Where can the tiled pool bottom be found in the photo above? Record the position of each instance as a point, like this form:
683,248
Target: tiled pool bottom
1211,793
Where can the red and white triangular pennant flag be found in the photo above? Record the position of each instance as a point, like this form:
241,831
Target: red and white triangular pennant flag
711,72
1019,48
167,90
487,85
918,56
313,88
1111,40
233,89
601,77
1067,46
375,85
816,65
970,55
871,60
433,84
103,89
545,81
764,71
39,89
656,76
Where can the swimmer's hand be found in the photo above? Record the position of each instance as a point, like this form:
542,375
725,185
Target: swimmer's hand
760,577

__WRITTEN INSTRUCTION__. Quote every item above word for word, keeping each line unchanged and in the same order.

__SOLUTION FOR THIS PROBLEM__.
Where can the tiled pool bottom be found in the photo above? Record the position of each instance as a point, like this form:
683,248
Target: tiled pool bottom
1211,793
Where can the red and white triangular pennant flag be found in the photo above? Record the position of each instance as a point, like this form:
241,831
Target: red and white triangular pennant flag
711,72
1019,48
167,90
487,85
918,56
313,88
1111,40
233,89
601,77
1067,46
375,85
816,65
970,55
871,60
433,84
103,89
545,81
764,71
39,89
656,76
Where can the swimmer's hand be found in the photo above? Record the position of each instance as a point, like this form:
542,375
725,185
Target: swimmer's hand
760,577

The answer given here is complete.